:: Exercise input
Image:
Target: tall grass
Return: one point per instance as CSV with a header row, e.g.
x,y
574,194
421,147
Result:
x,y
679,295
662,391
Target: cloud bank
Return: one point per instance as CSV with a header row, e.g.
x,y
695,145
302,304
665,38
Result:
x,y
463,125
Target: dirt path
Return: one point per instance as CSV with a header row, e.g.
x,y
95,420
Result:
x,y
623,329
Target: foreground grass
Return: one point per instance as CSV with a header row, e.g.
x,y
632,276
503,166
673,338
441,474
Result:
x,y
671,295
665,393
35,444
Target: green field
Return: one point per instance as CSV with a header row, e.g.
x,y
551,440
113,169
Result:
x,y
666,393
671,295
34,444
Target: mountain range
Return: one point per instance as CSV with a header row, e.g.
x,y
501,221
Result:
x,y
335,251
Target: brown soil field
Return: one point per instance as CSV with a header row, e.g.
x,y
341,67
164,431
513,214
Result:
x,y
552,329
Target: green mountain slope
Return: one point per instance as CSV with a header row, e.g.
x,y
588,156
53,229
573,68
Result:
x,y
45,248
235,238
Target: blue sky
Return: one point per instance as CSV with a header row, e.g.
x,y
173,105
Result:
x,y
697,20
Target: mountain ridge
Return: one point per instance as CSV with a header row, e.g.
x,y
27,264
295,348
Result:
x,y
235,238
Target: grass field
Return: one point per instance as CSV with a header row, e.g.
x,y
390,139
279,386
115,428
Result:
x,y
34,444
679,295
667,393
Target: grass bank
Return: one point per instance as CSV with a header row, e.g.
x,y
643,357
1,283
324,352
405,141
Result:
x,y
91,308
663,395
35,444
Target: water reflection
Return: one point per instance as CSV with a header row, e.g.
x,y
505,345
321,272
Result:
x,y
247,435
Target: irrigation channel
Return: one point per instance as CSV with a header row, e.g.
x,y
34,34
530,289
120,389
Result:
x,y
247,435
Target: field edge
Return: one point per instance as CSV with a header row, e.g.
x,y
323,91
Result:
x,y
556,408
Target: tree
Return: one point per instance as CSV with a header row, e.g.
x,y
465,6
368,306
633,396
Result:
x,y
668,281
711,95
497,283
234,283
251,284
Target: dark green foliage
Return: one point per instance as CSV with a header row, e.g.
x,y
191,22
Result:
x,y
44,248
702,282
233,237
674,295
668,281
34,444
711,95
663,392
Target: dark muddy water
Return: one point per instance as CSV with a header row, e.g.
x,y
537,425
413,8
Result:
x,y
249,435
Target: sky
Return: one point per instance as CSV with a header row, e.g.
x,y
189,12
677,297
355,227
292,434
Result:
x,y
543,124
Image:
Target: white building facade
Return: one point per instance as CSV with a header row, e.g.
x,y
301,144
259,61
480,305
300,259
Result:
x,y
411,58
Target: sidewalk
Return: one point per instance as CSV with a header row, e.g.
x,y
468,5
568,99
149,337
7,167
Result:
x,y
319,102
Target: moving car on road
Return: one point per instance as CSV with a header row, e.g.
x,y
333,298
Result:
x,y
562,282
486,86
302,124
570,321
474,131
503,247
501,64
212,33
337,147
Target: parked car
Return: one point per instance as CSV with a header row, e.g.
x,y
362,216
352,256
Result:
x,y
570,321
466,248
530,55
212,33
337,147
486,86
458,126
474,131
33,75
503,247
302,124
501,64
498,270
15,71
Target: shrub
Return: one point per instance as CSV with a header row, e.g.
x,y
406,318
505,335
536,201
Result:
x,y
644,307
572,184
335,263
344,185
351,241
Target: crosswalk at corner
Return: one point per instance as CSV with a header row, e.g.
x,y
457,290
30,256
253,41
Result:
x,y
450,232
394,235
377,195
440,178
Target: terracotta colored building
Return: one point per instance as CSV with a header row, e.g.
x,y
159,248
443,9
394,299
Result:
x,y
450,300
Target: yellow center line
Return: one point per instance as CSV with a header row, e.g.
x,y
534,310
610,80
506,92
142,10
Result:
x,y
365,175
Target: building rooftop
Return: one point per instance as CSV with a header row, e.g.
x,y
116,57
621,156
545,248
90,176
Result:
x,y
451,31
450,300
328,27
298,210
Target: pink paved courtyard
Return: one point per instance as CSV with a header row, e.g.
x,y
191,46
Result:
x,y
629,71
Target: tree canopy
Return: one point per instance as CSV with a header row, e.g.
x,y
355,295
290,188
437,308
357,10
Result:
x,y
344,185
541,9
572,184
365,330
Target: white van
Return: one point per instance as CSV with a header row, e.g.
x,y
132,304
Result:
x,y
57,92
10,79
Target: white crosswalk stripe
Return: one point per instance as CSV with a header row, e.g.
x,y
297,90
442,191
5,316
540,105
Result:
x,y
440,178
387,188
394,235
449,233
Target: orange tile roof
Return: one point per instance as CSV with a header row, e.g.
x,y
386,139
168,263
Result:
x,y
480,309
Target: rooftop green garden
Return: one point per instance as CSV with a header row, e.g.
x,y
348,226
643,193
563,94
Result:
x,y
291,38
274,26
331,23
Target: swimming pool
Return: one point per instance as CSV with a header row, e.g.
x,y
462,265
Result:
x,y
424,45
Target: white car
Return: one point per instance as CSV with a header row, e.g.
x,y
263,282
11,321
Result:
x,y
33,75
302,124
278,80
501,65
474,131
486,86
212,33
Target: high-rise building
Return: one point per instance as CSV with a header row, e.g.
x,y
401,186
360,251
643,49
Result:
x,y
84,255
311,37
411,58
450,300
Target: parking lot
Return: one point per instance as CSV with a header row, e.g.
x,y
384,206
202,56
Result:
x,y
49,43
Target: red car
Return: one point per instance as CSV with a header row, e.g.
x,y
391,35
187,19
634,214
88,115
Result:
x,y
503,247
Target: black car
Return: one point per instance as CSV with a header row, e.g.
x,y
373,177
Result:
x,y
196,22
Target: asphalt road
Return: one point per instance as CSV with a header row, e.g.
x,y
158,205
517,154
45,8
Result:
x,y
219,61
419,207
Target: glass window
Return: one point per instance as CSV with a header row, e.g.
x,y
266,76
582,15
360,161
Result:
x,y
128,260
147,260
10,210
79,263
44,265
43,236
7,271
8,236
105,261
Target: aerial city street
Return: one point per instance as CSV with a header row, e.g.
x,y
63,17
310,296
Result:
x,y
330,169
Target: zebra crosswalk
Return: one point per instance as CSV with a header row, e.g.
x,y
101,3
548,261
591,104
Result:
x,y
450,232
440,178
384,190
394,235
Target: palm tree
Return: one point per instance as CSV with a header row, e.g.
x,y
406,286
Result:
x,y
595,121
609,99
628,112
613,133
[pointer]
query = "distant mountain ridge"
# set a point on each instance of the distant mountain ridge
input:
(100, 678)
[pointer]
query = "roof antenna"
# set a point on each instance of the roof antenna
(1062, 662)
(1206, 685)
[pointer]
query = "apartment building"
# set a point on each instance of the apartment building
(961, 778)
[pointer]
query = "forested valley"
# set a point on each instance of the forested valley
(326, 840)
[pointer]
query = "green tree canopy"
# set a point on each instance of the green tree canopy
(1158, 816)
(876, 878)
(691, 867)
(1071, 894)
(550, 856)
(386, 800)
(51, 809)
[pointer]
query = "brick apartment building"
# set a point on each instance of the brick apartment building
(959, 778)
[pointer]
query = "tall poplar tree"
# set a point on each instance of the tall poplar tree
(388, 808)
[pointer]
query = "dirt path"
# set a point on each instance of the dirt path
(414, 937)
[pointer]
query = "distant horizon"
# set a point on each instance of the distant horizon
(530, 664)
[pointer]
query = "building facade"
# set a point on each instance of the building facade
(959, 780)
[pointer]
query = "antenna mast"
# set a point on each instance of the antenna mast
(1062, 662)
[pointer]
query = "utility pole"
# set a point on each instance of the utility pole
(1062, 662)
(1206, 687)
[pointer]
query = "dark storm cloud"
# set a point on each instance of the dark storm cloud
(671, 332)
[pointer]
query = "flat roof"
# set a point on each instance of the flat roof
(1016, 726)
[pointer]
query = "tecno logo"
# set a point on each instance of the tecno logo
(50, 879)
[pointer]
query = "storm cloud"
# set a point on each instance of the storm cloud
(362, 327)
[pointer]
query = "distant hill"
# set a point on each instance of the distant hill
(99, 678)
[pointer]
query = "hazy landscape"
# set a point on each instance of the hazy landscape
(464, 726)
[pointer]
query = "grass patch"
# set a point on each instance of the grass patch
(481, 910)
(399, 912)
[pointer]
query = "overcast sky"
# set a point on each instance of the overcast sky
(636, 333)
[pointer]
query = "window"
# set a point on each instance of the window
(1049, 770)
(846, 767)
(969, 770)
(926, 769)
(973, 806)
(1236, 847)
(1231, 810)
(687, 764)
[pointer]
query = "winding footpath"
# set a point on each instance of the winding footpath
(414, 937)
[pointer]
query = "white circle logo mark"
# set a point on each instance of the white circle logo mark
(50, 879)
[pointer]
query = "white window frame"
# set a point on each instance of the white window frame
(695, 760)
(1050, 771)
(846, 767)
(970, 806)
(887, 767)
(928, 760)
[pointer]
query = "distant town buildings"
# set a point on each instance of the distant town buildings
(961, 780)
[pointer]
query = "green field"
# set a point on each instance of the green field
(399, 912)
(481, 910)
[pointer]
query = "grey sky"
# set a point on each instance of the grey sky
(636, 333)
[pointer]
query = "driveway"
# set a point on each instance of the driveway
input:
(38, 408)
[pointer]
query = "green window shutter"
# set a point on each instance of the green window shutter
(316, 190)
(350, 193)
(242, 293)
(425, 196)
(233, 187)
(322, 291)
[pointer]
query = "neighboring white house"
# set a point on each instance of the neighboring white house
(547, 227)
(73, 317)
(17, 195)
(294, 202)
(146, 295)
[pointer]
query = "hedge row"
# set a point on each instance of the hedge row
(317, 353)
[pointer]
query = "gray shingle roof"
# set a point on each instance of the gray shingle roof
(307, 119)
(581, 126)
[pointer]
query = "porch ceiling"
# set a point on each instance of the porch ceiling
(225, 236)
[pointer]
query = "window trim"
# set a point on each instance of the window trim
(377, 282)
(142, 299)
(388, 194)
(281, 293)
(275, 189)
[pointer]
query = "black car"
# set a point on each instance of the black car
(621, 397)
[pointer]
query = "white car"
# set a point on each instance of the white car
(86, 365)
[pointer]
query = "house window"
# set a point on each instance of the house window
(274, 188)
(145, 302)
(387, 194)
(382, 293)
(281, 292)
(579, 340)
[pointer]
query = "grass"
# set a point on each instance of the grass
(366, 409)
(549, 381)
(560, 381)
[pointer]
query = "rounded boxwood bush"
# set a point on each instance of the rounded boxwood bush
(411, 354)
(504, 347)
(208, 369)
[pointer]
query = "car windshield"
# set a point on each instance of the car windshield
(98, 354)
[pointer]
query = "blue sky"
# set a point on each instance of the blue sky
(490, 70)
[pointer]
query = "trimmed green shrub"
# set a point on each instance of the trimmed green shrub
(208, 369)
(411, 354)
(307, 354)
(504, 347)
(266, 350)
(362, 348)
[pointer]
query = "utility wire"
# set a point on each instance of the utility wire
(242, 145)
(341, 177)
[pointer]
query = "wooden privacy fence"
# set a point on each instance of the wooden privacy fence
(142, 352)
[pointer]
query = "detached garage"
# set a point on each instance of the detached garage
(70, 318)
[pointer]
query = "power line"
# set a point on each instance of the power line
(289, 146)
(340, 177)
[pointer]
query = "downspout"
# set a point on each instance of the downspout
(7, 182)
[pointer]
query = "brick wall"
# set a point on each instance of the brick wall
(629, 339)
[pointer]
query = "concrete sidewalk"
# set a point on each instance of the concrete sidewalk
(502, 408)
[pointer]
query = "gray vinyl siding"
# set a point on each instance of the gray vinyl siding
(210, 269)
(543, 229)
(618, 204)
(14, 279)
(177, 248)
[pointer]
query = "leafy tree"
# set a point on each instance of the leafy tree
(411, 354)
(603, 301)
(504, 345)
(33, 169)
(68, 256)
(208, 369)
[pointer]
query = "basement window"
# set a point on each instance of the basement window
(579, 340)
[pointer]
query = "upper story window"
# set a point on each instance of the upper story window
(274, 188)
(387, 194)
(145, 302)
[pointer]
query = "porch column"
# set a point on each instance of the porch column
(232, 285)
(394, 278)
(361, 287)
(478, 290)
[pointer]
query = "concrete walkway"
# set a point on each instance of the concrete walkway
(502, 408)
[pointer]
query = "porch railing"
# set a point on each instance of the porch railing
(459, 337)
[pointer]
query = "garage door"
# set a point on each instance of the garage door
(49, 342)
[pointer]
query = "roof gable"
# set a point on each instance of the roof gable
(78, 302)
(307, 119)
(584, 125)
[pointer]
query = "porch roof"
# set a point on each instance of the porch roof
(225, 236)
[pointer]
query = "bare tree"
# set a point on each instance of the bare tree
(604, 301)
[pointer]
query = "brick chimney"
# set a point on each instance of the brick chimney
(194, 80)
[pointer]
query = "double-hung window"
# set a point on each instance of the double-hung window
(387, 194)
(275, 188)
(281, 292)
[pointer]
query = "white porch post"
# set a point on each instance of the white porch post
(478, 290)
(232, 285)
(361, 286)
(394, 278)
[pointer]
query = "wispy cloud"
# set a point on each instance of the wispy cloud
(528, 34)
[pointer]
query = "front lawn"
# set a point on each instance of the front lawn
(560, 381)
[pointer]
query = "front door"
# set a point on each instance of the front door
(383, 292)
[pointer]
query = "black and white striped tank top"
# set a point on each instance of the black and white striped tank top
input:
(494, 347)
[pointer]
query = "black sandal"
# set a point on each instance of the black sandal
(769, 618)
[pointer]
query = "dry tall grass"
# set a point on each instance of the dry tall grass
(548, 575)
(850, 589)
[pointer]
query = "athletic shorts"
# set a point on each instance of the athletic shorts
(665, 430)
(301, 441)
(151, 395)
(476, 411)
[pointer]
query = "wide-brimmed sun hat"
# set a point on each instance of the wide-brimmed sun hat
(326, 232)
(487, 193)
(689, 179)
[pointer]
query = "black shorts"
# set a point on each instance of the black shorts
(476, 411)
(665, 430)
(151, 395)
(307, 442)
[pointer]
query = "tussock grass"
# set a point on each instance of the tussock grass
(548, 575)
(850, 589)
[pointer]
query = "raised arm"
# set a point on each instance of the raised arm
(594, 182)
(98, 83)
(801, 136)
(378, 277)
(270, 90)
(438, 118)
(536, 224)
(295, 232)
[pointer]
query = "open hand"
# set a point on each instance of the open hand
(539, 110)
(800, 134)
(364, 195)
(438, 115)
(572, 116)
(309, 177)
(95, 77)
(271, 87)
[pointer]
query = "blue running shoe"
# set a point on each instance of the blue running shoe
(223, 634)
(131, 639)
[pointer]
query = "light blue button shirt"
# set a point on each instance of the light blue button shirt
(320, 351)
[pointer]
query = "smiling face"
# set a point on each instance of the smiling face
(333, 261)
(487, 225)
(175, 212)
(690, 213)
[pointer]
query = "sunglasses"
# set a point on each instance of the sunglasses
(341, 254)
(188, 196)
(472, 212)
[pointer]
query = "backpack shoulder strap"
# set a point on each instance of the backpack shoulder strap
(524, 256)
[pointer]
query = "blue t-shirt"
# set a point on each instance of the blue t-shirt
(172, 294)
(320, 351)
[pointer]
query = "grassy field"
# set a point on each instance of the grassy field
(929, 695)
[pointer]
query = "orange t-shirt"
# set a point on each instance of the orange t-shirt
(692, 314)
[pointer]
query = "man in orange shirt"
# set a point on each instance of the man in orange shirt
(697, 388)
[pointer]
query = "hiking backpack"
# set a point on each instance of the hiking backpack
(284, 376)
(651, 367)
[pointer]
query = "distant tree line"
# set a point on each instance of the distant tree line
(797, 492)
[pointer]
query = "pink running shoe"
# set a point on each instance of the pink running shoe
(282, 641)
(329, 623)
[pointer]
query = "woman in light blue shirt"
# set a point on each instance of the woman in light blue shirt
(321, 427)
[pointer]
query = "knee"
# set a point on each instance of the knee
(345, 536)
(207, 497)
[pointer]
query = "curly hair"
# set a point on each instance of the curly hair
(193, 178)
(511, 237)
::::
- _Stated problem_: Please find every line in the entries above that contains the word "windshield", and copy each of those lines in full.

- _Reply to the task_:
query = "car windshield"
# set a point on each instance of the car windshield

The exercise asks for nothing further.